> **Goal**:
Please render the entries below as a numbered list, leaving out any blank lines.

> **Data shown**:
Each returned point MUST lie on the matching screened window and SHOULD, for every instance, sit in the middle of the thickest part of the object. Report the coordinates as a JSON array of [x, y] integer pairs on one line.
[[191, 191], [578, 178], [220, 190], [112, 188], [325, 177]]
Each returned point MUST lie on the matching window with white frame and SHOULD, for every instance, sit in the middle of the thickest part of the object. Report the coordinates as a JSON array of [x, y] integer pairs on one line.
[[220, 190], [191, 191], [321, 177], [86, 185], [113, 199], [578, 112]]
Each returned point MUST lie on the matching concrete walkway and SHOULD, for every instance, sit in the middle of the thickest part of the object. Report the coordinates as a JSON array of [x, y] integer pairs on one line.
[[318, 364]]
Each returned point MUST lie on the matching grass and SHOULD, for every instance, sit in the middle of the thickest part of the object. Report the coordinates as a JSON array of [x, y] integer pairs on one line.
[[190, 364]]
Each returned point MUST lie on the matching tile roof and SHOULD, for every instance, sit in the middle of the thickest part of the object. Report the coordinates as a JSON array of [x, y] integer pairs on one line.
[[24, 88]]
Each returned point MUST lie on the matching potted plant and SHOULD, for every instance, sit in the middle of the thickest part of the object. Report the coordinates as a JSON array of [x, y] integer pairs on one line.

> **Result for this exercise**:
1. Each returned point MUST lie on the matching screened window and SHOULD, for every instance, sit in the middle of the thickest part of the object. Report the coordinates as a JSON array of [x, y] integer pairs on one line.
2. [[191, 191], [578, 178], [220, 190], [112, 188], [325, 177]]
3. Each returned point MUST lie on the matching window with white frame and SHOULD, for every instance, sit in the middle of the thickest part of the object. Report the coordinates as a JSON array of [x, y] integer pairs on one line.
4. [[220, 190], [191, 191], [321, 177], [86, 185], [113, 199], [578, 112]]
5. Each returned point MUST lie on the matching concrete walkway and SHOULD, for every instance, sit in the middle of the thickest part of the object. Report the coordinates as a JSON array of [x, y] integer pairs on one line.
6. [[318, 364]]
7. Each returned point MUST lie on the matching grass and SHOULD, for every instance, sit in the middle of the thickest part of the object. Report the coordinates as a JSON array of [x, y] integer pairs on one line.
8. [[190, 364]]
9. Each returned point MUST lie on the matching tile roof and SHOULD, for every instance, sit in the middle of the thickest part of the object. Report the coordinates as a JSON array of [x, y] integer pairs on one line.
10. [[24, 88]]
11. Each returned point MUST lie on the matching potted plant and SHOULD, for every instance, sit in the middle of the thickest part of the object. Report the coordinates as a JSON array of [x, y] integer pairs on one line.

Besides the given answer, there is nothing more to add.